═════ PROVIDED PASSAGE
Profmed chief executive Craig Comrie has warned that South Africa is seeing a significant brain drain of skilled medical professionals, including nurses, which will have a long-term impact on South Africa’s healthcare sector.
Profmed is one of South Africa’s largest restricted medical schemes and represents some 36,000 professional families in the country – just over half of which are doctors and nurses.
Comrie said that over the last five years between 240-300 doctors and their families have left annually, with the country currently producing around 2,000 doctors a year through its various medical schools. He noted that the majority of these professionals leaving are general practitioners, but this is because the country has relatively few specialist doctors remaining, while proportionally they too are leaving.
The brain drain is a result of a number of factors – including the obvious ‘push issues’ such as social instability and crime in South Africa. However, Comrie noted that other countries are also attractively attracting South Africa’s healthcare professionals through incentives, higher remuneration and the option to bring their families over with them.
While South Africa’s doctors often have a strong sense of social responsibility, and a desire to give back and work with the community, these options have become increasingly limited under the current government, while international employers are doing their utmost to attract rather than push professionals away.
══════════
═════ RECORDS SUPPLIED
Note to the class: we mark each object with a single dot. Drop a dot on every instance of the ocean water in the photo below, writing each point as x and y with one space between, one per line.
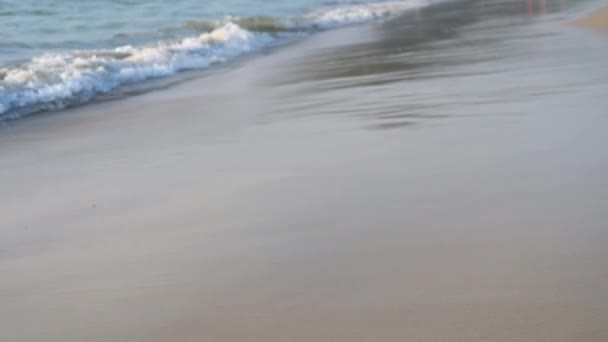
59 53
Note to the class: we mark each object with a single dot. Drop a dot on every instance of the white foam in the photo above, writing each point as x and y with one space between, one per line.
355 14
55 80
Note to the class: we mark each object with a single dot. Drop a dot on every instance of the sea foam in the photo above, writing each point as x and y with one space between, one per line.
57 80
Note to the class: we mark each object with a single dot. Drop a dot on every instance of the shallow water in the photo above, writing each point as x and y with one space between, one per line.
55 54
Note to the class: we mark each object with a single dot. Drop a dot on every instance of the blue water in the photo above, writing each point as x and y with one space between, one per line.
58 53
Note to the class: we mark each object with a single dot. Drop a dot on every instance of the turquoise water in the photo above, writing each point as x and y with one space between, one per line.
58 53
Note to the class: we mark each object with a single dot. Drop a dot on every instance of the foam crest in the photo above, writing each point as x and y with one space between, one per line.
53 81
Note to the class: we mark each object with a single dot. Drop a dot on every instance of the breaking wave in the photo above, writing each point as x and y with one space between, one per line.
57 80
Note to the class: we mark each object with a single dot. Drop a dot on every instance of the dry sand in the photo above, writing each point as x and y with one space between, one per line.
597 20
210 212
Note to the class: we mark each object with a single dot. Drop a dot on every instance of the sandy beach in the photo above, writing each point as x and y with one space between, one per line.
440 176
597 20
══════════
Can you extend the passage on South Africa's medical brain drain, picking up after its final sentence? The rows are separate material, unrelated to the passage on South Africa's medical brain drain.

A particular point of concern raised by Comrie is the country’s doctor-to-patient ratio, which has effectively halved over the three years.
This was revealed in a recent parliamentary Q&A with health minister Dr Joe Phaahla, who indicated that the country currently has a doctor-to-patient ratio of 1 to 3,198 (0.32 to 1,000).
In 2019, the country had 0.79 doctors per 1,000 patients (1 to 1,266) – already poor when compared to the United Kingdom (3.03), India (0.93), Brazil (2.32), and Mexico (2.44), the DA said.
Comrie warned that this would only be exacerbated if the government continues to forge ahead with ‘the pressure cooker issue’ of the National Health Insurance, and fails to retain and develop the healthcare skills at the required levels for the country.
If these issues are not addressed the brain drain we are seeing now is ‘just the tip of the iceberg’, he said.